Extract provided:
--

Any abuse by one or more undertakings of a dominant position within the common market or in a substantial part of it shall be prohibited as incompatible with the common market insofar as it may affect trade between Member States.

They argued that the fixing of the limit for Nandrolone at two nanogrammes per millilitre of urine was a concerted practice between the IOC and the 27 laboratories accredited by it and that the anti-competitive nature of that practice was reinforced by the fact that the tribunals responsible for the settlement of sports disputes by arbitration were not independent of the IOC.

==Judgment==
The ECJ Court of First Instance held that doping was a sporting not an economic issue. The judgement was appealed and the appellate court held that the court of First Instance had erred in law when it held that the anti-doping rules at issue did not fall within the scope of Articles 49, 81 and 82 of the EC Treaty. Secondly, they disputed the assessment made by the Court of First Instance according to which anti-doping rules are purely sporting rules and therefore fall outside the scope of the EC Treaty. This essentially said that activity that takes the form of paid employment for professional or semi-professional sportsmen was covered under law in the treaty.

--

Information shown:
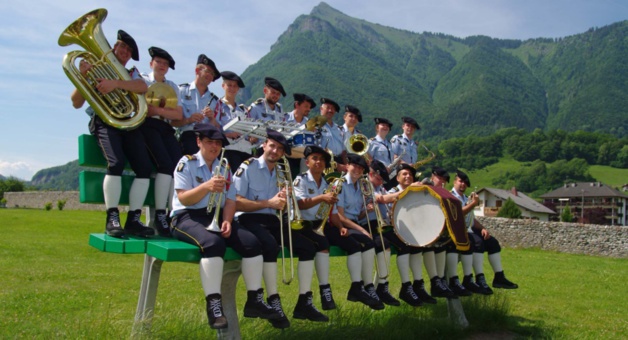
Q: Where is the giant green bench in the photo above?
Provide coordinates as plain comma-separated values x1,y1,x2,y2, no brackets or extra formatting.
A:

--

Required work: From the text on anti-doping rules and competition law, reproduce word for word the portion running from "They argued that" up to and including "of the IOC.". The lines above play no part in this work.

Problem solution:
They argued that the fixing of the limit for Nandrolone at two nanogrammes per millilitre of urine was a concerted practice between the IOC and the 27 laboratories accredited by it and that the anti-competitive nature of that practice was reinforced by the fact that the tribunals responsible for the settlement of sports disputes by arbitration were not independent of the IOC.